• _本文_:
逆転の3号決勝3ランで通算150号に到達した。9日西武戦(大宮)の場外弾でリーチをかけてから、6試合ぶりの1発。「最高です。まさか自分がここまで打てるとは思っていなかった。これからも上を目指して頑張ります」とうなずいた。

節目で勝負強さを発揮してきた。西武時代のプロ2年目、10年3月31日。ソフトバンク戦に代打でプロ初打席に立ち適時二塁打を放った。当時の渡辺監督や、大阪桐蔭の先輩でもある主砲中村から「あいつは持ってる」と一目置かれた。同年8月10日にプロ初本塁打をマーク。相手は楽天、場所はKスタ宮城(現楽天生命パーク)だった。あれから9年。クリムゾンレッドのユニホームで記念弾のボードを掲げると、古巣西武ナインからも拍手を送られた。「終わってみればそういう(古巣相手に打った)思いはあるけど、戦っている以上は勝たないと、という思いでした」。最後まで勝負に徹した。

• _データ_:
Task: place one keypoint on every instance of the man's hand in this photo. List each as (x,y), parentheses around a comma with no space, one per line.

• _課題_:
**A.** 本文の「節目で勝負強さを発揮してきた」から「た」。最後まで勝負に徹した。」までの部分を、「ソフトバンク」を「オリックス」に置き換えて更新しなさい。
**B.** 本文によると、プロ初本塁打が記録された球場はどこか。
**C.** 本文に名前の出てくるプロ野球の球団をすべて挙げなさい。
データの行は解答に使わない。

• _解答_:
**A.**
節目で勝負強さを発揮してきた。西武時代のプロ2年目、10年3月31日。オリックス戦に代打でプロ初打席に立ち適時二塁打を放った。当時の渡辺監督や、大阪桐蔭の先輩でもある主砲中村から「あいつは持ってる」と一目置かれた。同年8月10日にプロ初本塁打をマーク。相手は楽天、場所はKスタ宮城(現楽天生命パーク)だった。あれから9年。クリムゾンレッドのユニホームで記念弾のボードを掲げると、古巣西武ナインからも拍手を送られた。「終わってみればそういう(古巣相手に打った)思いはあるけど、戦っている以上は勝たないと、という思いでした」。最後まで勝負に徹した。

**B.** Kスタ宮城(現楽天生命パーク)

**C.** 西武、ソフトバンク、楽天